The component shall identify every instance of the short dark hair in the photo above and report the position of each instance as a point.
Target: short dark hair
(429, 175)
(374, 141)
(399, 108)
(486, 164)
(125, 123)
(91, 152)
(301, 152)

═══

Copy every entry exactly, missing none.

Answer for this exercise:
The component shall identify every instance of the short dark hair in the photo above and report the position of each instance as a point.
Target: short dark hair
(429, 175)
(374, 141)
(399, 108)
(486, 164)
(125, 123)
(91, 152)
(301, 152)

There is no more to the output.